Text section:
Although six years have passed since I first received that statement from Gemma herself, I have read it over and over again and it always seems to me more exquisitely touching. Here is another. The form is always the same.
"I was sitting in bed, not having yet gone to sleep. It seemed as if a beautiful lady drew near me and moved to kiss me. I was taken out of myself and was no longer in the world. I immediately made a thousand protests, according to the instructions given me. My heavenly Mother [and it was truly she, although Gemma showed doubts of it at first] looked at me, smiled and said: "Dear child!" Father [Germanus], forgive me if I yielded too quickly, but I let my Mother do as she pleased, and she took me in her arms. I nearly died, yes, died, of sweetest consolation Oh, how many loving caresses! .. She loves me so much! She said she had come for my bouquet, don't you know? She found me so poor, and she encouraged me to practice virtue, particularly humility and obedience. She said some words that I did not understand, and then added: "My child, labor to refine your spirit and become perfect quickly." What happened then I do not know. That "quickly" caused such a violent movement in my heart, on which my Mother placed her lovely hand, that I could not speak, but mentally I asked her for an explanation. I opened my eyes and made my request through them. She answered me thus: "Tell thy Father (Father Germanus -editor), that if he does not see to you [to enclose her in a convent], I will take you soon to paradise!" She kissed me saying: "If he does not do this quickly, we shall be together more quickly than he imagines."

Provided material:

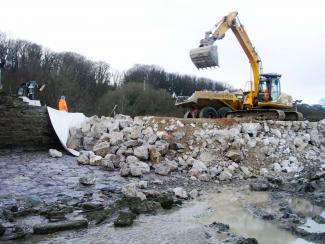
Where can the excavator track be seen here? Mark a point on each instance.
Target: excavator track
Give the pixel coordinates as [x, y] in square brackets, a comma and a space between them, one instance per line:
[258, 114]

Challenges:
• a. In the account of Gemma's vision, what did the lady say she had come for?
• b. Resume the account of Gemma's vision, writing on from its final sentence.

Solved problems:
• a. She said she had come for Gemma's bouquet.

• b.
It happened precisely as she said, and I still feel remorse because of it. In less than a year Gemma quite unexpectedly fell sick and went to Heaven.
"Oh Father, Oh Father!" she continued, "after such things, how contemptible the world appears! I don't know if you have ever had this experience. Oh, how beautiful our heavenly Mother is! Have you ever seen her? Although I have already seen her very often, yet my ardent desire to see her again remains."
On another occasion the Holy Mother appeared with her Divine Son as a beautiful child, and with her own hands placed Him in Gemma's arms. She, trembling, pressed Him to her heart and kissed Him with much love. The Divine Infant did the same, and having instructed her on heavenly matters, ended by giving her His blessing. She gave Him to His Mother, and the vision vanished.
I cannot say how often that happened, but I have a distinct recollection of three instances. On four other occasions Our Lord appeared to her as a tender infant, but without the Blessed Mother accompanying Him.
The above was taken from “The Life of St Gemma Galgani”, by Venerable Father Germanus Ruoppolo CP
The section below is taken from the book "Portrait of Saint Gemma Galgani", by Sister Saint Michael
Contemplation of Our Blessed Mother
Words of St Gemma in ecstasy:
What is the matter today? Where am I? Oh my Mother, where am I? Oh my Mother . . . oh, what beauty, how beautiful you are!
But do you see me? . . . I am very wicked, and I recognize myself as so unworthy that your favors afflict me, rather than console me. Nevertheless, if I had deserved it, I would like to come to you. Why do you come today?
Am I still your child? May I call you my Mother with confidence? But what do you wish, sweet Mother, that today I come to you ... that I approach you? You want it? . . . How can I resist? . . .
My happiness is too great; but does not my heart tell you enough?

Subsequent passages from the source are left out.